### TASK PROMPT
Put the lines below into a JSON list of strings, one string per line and no blank lines. Include only the lines from the one containing "Class, indicate each instance of the foliage" through the final line.

>> start DATA SUPPLIED

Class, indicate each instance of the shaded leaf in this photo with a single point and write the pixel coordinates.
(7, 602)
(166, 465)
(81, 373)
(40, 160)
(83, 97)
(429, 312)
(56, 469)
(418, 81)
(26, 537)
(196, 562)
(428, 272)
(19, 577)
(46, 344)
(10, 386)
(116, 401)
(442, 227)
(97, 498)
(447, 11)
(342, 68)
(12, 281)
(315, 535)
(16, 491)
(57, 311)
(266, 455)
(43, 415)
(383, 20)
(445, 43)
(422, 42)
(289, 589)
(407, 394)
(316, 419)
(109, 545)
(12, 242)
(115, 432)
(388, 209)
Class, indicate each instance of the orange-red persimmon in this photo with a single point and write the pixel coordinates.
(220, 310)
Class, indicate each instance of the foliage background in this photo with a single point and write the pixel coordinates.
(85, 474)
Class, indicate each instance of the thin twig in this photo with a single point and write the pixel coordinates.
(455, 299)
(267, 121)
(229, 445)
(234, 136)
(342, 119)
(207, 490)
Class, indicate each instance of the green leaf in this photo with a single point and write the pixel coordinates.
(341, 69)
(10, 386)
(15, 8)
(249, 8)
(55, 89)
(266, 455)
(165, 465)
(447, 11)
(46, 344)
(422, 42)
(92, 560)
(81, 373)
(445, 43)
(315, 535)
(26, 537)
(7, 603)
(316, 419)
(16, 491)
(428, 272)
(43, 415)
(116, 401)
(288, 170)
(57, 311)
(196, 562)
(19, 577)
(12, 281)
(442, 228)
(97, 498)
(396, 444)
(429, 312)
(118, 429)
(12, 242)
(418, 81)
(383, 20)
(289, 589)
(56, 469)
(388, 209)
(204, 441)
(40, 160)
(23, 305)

>> end DATA SUPPLIED

### SOLVED PROBLEM
[
  "Class, indicate each instance of the foliage background in this photo with a single point and write the pixel coordinates.",
  "(85, 474)",
  "Class, indicate each instance of the thin twig in this photo with a single point and write the pixel coordinates.",
  "(455, 299)",
  "(267, 121)",
  "(229, 445)",
  "(234, 136)",
  "(342, 119)",
  "(207, 490)",
  "Class, indicate each instance of the green leaf in this photo with a single point and write the pixel coordinates.",
  "(341, 69)",
  "(10, 386)",
  "(15, 8)",
  "(249, 8)",
  "(55, 89)",
  "(266, 455)",
  "(165, 465)",
  "(447, 11)",
  "(46, 344)",
  "(422, 42)",
  "(92, 560)",
  "(81, 373)",
  "(445, 43)",
  "(315, 535)",
  "(26, 537)",
  "(7, 603)",
  "(316, 419)",
  "(16, 491)",
  "(428, 272)",
  "(43, 415)",
  "(116, 401)",
  "(288, 170)",
  "(57, 311)",
  "(196, 562)",
  "(19, 577)",
  "(12, 281)",
  "(442, 228)",
  "(97, 498)",
  "(396, 444)",
  "(429, 312)",
  "(118, 429)",
  "(12, 242)",
  "(418, 81)",
  "(383, 20)",
  "(289, 589)",
  "(56, 469)",
  "(388, 209)",
  "(204, 441)",
  "(40, 160)",
  "(23, 305)"
]